- [Text under study]:
+---+

Aug 26, 2014

‘No credible threat’ from the virus of radicalisation

Radicalisation of young Muslims can be stopped easily -- by not attacking Muslim countries. But Western governments persist in treating it as a kind of virus.

Bernard Keane — Politics editor

Bernard Keane

Politics editor

"The best defence against radicalisation is through well-informed and well-equipped families, communities and institutions," the Prime Minister claimed this morning, announcing a package of over $60 million in measures targeting "young Australians being radicalised". Wrong, PM. The best defence against radicalisation is to avoid gratuitous military attacks on Muslim countries. Who says? Baroness Manningham-Buller:
"By 2003/2004 we were receiving an increasing number of leads to terrorist activity from within the UK and the -- our involvement in Iraq radicalised, for want of a better word, a whole generation of young people, some British citizens -- not a whole generation, a few among a generation -- who were -- saw our involvement in Iraq, on top of our involvement in Afghanistan, as being an attack on Islam... Of course, also we were dealing at that time with a number of young British citizens who went to Iraq to fight not with Her Majesty's forces but against them ..."
Manningham-Buller is better known as the former head of MI5, and that was her evidence to the Chilcott inquiry in 2010, in which she explained at length how the UK's participation in the attack on Iraq substantially increased the threat of terrorism to Britons. This "young jihadis" line from the government, in co-operation with News Corp tabloids, is another stage in its hyping of the terrorist threat of the Islamic State, which has proved a useful distraction from the government's domestic problems. Not that the Abbott government is the only government doing this: the Obama administration has been guilty of the same wild hype, with Defense Secretary Chuck Hagel last week declaring IS a greater threat than al-Qaeda and "beyond just a terrorist group". Bear in mind, for the purposes of that comparison, that al-Qaeda was claimed during the 2000s to have access to weapons of mass destruction, while IS so far has concentrated on the terrorist theatre of individual beheadings and other gruesome forms of execution. That dissonance was reflected in the fact that, at the same time that Hagel was claiming IS a bigger threat than al-Qaeda, the FBI and the Department of Homeland Security were saying it posed "no specific or credible threat" to the United States. But for the purposes of the War on Terror, there must always be a bigger threat looming.

+---+

- [Dataset excerpts]:
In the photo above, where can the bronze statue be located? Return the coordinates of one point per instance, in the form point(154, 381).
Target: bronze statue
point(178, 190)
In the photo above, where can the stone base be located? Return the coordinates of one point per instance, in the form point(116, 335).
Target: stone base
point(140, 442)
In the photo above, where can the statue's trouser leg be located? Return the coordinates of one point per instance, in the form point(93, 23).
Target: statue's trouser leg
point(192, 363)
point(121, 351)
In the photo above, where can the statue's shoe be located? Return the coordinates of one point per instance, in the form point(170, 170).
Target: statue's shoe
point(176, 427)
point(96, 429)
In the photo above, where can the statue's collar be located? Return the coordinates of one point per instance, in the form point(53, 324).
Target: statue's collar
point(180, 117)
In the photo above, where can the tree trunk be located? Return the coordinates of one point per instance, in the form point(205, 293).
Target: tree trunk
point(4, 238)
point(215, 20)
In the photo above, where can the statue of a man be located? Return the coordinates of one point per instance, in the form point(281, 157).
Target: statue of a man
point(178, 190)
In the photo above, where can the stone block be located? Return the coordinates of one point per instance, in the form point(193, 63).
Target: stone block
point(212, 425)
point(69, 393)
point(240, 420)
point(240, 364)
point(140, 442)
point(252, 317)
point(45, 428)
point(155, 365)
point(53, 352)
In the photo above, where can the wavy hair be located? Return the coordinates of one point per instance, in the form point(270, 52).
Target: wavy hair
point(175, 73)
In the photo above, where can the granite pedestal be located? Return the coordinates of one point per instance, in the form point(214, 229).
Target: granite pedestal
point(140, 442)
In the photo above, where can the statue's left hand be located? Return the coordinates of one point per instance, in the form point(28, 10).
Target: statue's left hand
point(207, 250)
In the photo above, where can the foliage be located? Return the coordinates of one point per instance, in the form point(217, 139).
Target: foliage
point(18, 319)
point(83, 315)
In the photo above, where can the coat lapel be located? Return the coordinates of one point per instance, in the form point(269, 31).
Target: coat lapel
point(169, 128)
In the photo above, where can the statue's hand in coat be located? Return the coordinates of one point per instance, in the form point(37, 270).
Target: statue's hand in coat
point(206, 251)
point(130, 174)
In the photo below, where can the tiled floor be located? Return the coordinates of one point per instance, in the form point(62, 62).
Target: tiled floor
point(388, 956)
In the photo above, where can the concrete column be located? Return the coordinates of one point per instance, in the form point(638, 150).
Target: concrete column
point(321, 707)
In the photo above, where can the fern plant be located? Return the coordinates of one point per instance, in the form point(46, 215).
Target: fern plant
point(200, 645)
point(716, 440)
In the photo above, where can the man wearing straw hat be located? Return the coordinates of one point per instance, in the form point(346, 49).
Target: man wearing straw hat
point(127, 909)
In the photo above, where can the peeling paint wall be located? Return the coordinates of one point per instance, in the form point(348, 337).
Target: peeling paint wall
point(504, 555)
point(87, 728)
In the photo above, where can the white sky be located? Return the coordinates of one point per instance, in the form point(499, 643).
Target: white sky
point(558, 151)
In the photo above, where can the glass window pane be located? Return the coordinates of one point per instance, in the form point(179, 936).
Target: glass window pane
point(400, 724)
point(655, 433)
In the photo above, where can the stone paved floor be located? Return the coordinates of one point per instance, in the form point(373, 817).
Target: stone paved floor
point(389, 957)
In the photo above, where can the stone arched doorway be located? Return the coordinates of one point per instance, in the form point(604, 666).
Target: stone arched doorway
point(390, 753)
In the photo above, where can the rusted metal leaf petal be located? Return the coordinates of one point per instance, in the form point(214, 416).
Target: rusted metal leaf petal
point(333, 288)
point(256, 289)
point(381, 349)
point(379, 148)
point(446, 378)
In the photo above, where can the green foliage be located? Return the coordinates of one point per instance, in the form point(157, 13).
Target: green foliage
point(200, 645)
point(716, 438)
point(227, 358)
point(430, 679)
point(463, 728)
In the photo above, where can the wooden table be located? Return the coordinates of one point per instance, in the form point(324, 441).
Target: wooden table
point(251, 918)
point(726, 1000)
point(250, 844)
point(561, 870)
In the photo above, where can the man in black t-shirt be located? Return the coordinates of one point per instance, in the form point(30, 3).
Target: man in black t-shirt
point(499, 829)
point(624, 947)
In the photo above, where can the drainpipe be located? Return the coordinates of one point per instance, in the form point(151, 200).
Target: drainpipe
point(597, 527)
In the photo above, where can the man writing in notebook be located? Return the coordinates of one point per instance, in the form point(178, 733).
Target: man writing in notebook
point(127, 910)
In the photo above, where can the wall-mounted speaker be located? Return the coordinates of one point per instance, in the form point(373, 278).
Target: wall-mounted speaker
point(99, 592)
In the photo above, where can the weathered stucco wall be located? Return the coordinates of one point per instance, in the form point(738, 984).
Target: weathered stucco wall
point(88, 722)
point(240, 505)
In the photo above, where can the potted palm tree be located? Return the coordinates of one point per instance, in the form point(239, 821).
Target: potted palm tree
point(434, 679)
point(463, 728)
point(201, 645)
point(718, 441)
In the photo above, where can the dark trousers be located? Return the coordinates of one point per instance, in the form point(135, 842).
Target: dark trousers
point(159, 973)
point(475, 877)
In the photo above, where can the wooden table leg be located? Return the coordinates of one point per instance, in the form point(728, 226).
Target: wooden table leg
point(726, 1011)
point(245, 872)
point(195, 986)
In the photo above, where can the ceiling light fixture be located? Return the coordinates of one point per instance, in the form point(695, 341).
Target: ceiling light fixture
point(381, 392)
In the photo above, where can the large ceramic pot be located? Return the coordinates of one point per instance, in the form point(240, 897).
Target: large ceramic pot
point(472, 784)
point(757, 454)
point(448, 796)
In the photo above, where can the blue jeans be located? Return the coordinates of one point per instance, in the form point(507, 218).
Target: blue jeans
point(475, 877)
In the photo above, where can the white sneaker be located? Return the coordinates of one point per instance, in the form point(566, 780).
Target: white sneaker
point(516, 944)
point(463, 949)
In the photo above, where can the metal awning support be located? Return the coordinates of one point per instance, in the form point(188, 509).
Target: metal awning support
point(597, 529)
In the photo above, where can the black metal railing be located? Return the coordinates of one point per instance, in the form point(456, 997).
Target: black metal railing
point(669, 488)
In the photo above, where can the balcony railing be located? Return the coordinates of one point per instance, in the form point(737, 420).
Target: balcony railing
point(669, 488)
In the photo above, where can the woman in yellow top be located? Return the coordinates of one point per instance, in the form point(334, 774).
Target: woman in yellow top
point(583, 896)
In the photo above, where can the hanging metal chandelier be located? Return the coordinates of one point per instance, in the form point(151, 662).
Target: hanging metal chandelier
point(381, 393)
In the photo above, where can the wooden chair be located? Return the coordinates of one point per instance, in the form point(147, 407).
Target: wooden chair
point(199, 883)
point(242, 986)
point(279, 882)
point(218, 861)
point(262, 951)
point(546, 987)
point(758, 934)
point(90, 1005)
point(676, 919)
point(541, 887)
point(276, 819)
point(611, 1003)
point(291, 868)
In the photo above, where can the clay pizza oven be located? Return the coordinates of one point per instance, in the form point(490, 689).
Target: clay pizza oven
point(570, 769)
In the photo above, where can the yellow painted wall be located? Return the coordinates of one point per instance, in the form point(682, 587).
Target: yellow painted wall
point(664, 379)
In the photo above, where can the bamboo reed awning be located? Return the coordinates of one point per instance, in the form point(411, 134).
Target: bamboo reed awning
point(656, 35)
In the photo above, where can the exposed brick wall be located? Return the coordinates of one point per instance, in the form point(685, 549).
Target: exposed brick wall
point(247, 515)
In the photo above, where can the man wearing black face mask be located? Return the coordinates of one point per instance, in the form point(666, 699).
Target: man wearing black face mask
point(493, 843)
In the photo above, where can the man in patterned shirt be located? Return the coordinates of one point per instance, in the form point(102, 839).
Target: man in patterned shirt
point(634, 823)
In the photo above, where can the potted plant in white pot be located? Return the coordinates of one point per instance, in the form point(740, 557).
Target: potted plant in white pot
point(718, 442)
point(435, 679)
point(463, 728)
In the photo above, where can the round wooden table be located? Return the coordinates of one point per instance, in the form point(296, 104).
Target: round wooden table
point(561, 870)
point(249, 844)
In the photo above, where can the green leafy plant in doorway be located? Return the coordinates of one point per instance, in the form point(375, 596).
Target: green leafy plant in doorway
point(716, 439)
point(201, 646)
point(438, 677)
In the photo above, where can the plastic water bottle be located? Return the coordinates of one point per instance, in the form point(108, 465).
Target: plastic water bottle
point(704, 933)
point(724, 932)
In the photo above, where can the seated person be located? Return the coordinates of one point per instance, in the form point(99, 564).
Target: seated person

+---+

- [Your goal]:
Continue the opinion piece on radicalisation and the hyped Islamic State threat, starting after its last sentence.

- [Reply]:
"Radicalisation is not some random event ... but a coherent response by (mostly) young Muslim men to the perception that Western governments are at war with Islamic countries."
Abbott's version of "radicalisation" is the same as that memorably articulated by ASIO head David Irvine, in which radicalisation is seen as a kind of virus that might infect one if one's security hygiene is poor, rather than a specific and, from the point of view of the individual radicalised, entirely rational response to external events. In 2011, Irvine argued that the internet was the vector for radicalisation-as-virus, saying: "The rampant use of the internet, the democratisation of communication, has resulted in new and effective means for individuals to propagate and absorb unfettered ideas and information and to be radicalised -- literally, in their lounge rooms." Irvine's conception of radicalisation was that of a disease that could strike anywhere, anytime, even in that safe domestic space of the lounge room, unless one took steps to prevent it -- with the implication that Muslims were particularly susceptible to being infected. The funding provided by Abbott today is similarly based on this approach, with funding primarily directed to law enforcement agencies to "monitor" and "disrupt" vectors of radicalisation like returned foreign fighters and extremist groups. As Manningham-Butler explained, however, radicalisation is not some random event like contracting meningitis, but a coherent response by (mostly) young Muslim men to the perception that Western governments are at war with Islamic countries. The hyping of the threat of IS -- which serves to maximise the transgressive appeal of the militants, and transgressive appeal is one of the most powerful marketing tools when it comes to young people -- and increased Western military intervention directed at IS is likely to simply renew the cycle of radicalisation. That cycle resulted in Britons carrying out terrorist bombings in the UK and British men fighting against their own country in Iraq. The question continues to be: are Western governments making the same mistakes as a decade ago in ignorance, or are they doing it deliberately, knowing full well they perpetuate the War on Terror in doing so?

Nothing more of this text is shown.